Rasulullah Saw. pernah memberi nasihat kepada seorang penjual di pasar yang disinyalir berbuat curang. Sabda beliau, “...Ketahuilah, barangsiapa menipu maka dia bukan dari golongan kami.” (HR. Muslim no. 102).

Seorang penipu tidak akan diakui sebagai umatnya nanti di Yaumil Akhir dan jika bukan umat yang diakui oleh Rasul, maka dia tidak akan mendapat syafa’atnya nanti.

Berlaku curang sesungguhnya akan berdampak negatif kepada pelakunya. Allah SWT berfirman dalam QS. Al-Baqarah ayat 9:

 “Mereka (hendak) menipu Allah dan orang-orang yang beriman, padahal mereka hanyalah menipu diri sendiri tanpa mereka sadari.”

Mengapa menyontek dapat merugikan diri sendiri? Jika seseorang menyontek dan hasilnya dia manfaatkan untuk kepentingan dirinya, misalnya ingin menjadi juara kelas atau ingin bekerja. Maka selaman hidupnya akan dipenuhi dengan perasaan bersalah. Akhirnya jiwanya terganggu. Selain itu, dia akan dicemooh oleh orang lain terlebih dia tidak mampu mempertanggungjawabkan dengan keterampilan hidup yang sesungguhnya. Misal, dalam ujian meramu suatu makanan dengan takaran standar. Nilainya bagus, bahkan mungkin sempurna. Tapi, dia dapatkan dengan menyontek. Saat diminta dipraktikkan, dia tidak tahu apa-apa, bahan-bahannya tidak hapal, takarannya tidak ingat, maka yang terjadi adalah makanan yang tidak sempurna, bahkan mungkin ‘galtot’ (gagal total).

Seseorang yang terbiasa menyontek akan dicap sebagai penyontek atau sebagai pendusta. Kehidupan berikutnya akan berhiaskan dengan perbuatan mencuri, korupsi, dll. Jika sudah demikian, maka rendahlah martabat dia di hadapan orang lain, apalagi di hadapan Allah SWT. Mereka tidak akan mendapatkan salam dari para Malaikat. Sementara, mereka yang berlaku jujur, berlaku baik, maka dia akan ditempatkan di surga dan akan mendapatkan ucapan “salam” dari para Malaikat.

Dalam dunia pendidikan, tentu saja guru-guru tidak mau anak-anak muridnya memiliki perilaku suka menyontek, terutama saat ulangan/ujian/penilaian. Oleh karena itu, ada beberapa tips yang bisa dilakukan untuk menghindari perilaku menyontek tersebut.

1.     Biasakan membuat soal yang bukan merujuk pada konsep yang dihapal, tapi soal yang meminta anak murid untuk mengeksplorasi pemikiran. Bentuk soal yang dimaksud, kekinian disebut dengan soal HOTS (high order thinking skills).
● ● ● ● ● ● ●
Yang Diperlukan: Tuliskan bagian teks terpilih yang berada di antara "Mengapa menyontek dapat" dan "mungkin ‘galtot’ (gagal total).", dengan kedua batas itu ikut disertakan, tanpa mengubah satu kata pun. Daftar berikut tidak memiliki kaitan apa pun dengan teks terpilih.

Entri data:
● ● ● ● ● ● ●
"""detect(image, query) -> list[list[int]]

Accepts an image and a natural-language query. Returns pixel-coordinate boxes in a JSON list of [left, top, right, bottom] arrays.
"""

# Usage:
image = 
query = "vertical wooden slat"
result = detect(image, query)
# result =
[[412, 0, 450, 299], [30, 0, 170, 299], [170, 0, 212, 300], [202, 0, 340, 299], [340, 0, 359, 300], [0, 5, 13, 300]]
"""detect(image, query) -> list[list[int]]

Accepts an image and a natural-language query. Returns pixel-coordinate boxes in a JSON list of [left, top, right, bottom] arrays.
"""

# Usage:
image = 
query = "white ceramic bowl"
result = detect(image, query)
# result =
● ● ● ● ● ● ●
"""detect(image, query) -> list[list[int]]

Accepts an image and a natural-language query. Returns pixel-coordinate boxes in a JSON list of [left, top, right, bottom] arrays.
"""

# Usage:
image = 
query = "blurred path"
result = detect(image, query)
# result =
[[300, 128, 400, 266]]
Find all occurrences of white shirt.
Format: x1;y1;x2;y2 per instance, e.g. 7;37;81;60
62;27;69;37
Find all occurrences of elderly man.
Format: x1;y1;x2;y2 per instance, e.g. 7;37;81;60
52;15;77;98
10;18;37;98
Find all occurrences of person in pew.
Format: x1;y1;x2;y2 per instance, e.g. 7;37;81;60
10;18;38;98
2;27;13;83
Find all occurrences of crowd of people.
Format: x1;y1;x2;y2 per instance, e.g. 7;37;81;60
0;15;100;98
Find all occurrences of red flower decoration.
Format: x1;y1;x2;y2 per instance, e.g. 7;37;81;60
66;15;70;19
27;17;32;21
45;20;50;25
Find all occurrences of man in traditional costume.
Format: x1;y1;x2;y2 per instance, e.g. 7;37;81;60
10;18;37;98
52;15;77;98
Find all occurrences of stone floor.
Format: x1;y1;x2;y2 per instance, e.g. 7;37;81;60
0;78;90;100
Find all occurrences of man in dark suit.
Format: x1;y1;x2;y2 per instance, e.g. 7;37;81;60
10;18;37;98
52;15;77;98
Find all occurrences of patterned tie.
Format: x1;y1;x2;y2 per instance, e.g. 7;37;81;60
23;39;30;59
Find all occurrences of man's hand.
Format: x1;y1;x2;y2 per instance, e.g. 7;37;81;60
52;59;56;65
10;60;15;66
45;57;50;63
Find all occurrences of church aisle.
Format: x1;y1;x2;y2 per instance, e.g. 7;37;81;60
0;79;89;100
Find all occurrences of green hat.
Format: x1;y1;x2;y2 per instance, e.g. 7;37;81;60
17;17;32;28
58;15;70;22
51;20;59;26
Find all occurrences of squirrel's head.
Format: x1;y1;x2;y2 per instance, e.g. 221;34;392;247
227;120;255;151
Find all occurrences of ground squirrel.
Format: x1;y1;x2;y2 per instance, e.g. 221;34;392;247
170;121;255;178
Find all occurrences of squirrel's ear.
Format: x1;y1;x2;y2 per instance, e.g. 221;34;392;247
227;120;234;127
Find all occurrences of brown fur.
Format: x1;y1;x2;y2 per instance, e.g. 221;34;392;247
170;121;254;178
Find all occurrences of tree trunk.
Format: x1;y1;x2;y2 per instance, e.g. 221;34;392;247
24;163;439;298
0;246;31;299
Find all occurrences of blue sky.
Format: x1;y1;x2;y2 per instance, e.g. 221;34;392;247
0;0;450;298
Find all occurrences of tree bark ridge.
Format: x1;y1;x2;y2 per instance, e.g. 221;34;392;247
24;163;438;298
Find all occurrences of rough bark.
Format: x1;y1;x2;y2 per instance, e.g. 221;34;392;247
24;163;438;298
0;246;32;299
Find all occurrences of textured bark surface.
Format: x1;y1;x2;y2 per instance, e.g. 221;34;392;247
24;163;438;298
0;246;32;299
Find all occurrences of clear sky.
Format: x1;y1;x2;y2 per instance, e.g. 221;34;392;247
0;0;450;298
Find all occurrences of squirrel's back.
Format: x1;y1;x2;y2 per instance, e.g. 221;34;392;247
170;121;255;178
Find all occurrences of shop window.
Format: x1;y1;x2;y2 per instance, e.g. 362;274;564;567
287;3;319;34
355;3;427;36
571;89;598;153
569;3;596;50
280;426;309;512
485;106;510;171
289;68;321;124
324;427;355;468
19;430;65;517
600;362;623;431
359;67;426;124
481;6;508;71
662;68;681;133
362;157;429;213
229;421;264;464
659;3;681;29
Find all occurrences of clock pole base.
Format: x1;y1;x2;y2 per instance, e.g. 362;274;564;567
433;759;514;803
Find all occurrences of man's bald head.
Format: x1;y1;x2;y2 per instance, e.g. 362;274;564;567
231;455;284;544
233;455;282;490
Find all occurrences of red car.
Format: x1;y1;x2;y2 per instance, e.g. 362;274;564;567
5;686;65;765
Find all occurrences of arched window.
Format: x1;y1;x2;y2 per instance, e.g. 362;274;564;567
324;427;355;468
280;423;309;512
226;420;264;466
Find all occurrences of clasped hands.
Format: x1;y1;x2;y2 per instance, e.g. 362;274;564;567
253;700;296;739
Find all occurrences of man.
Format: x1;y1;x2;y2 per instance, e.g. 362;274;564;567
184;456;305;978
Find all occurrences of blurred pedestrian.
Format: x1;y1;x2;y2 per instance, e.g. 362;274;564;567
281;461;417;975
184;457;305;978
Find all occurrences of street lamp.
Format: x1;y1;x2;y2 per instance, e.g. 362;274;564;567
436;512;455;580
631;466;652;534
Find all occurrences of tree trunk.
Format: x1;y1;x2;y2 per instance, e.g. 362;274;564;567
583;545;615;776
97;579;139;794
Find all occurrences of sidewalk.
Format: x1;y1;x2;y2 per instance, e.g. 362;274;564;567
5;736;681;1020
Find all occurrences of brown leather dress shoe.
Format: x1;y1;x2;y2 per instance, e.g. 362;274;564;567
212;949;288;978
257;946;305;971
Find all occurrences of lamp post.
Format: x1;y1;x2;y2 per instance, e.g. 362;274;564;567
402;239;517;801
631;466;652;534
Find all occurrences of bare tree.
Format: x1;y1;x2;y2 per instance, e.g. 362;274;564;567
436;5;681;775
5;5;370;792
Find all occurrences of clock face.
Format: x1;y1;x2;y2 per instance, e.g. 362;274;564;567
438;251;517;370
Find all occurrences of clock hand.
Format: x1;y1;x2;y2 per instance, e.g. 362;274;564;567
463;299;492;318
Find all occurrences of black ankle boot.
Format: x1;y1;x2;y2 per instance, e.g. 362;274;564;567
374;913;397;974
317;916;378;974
● ● ● ● ● ● ●
Jawaban Lengkap:
Mengapa menyontek dapat merugikan diri sendiri? Jika seseorang menyontek dan hasilnya dia manfaatkan untuk kepentingan dirinya, misalnya ingin menjadi juara kelas atau ingin bekerja. Maka selaman hidupnya akan dipenuhi dengan perasaan bersalah. Akhirnya jiwanya terganggu. Selain itu, dia akan dicemooh oleh orang lain terlebih dia tidak mampu mempertanggungjawabkan dengan keterampilan hidup yang sesungguhnya. Misal, dalam ujian meramu suatu makanan dengan takaran standar. Nilainya bagus, bahkan mungkin sempurna. Tapi, dia dapatkan dengan menyontek. Saat diminta dipraktikkan, dia tidak tahu apa-apa, bahan-bahannya tidak hapal, takarannya tidak ingat, maka yang terjadi adalah makanan yang tidak sempurna, bahkan mungkin ‘galtot’ (gagal total).